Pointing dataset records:

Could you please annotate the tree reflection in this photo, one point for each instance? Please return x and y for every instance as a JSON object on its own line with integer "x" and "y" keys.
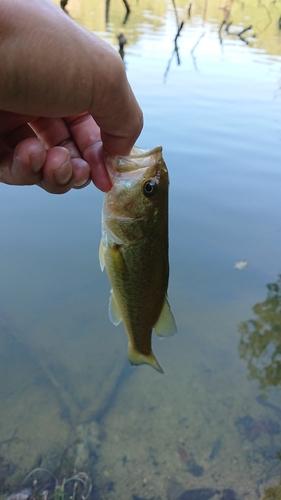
{"x": 260, "y": 343}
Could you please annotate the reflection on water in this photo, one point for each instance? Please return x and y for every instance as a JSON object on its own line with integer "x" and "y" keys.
{"x": 260, "y": 343}
{"x": 68, "y": 397}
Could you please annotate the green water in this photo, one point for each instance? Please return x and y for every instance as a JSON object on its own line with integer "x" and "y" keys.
{"x": 68, "y": 395}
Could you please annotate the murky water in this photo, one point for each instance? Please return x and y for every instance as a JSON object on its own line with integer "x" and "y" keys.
{"x": 69, "y": 398}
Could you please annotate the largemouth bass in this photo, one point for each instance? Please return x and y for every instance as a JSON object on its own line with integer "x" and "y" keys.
{"x": 134, "y": 250}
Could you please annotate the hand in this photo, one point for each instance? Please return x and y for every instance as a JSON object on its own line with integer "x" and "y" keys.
{"x": 64, "y": 97}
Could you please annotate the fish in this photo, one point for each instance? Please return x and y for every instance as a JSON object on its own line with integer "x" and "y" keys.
{"x": 134, "y": 249}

Exercise task:
Reproduce all of the rows above, switching "annotate" to "mark" wherever it occurs and leaving everything else unchanged. Omit the pictures from your output.

Completed exercise:
Could you please mark the tree reflection in this photo, one point for each instance? Please return x and y for every instance as a JSON object on its own line with integer "x" and "y" keys.
{"x": 260, "y": 343}
Could you please mark the reflection on water in this photo, one point for each instance? Please return x and y for every instance as a JSON object on its own line with integer "x" and "y" keys.
{"x": 260, "y": 343}
{"x": 68, "y": 397}
Could you please mark the green water in this photo, one point for each instance? Please return x and y for every instance as a JSON object on its own line with integer "x" and "y" keys.
{"x": 68, "y": 395}
Could you please mark the murky water in this photo, one point for each instance? Please return x and y for every instance as a JSON object on its own line with integer "x" and "y" keys.
{"x": 69, "y": 398}
Could you please mark the largemouth bass in this photo, one point for each instance? Please return x and y for every instance as a JSON object on its own line with integer "x" and "y" keys.
{"x": 134, "y": 250}
Could you please mark the hand in this photo, one point for each instance? Please return x and y for every instance as a JSON object on its own line with integer "x" and "y" keys.
{"x": 64, "y": 97}
Could you please mark the fish in this photo, one point for each instance? Please return x and y for every instance as a JSON object on its own line with integer "x" and "y" keys.
{"x": 134, "y": 249}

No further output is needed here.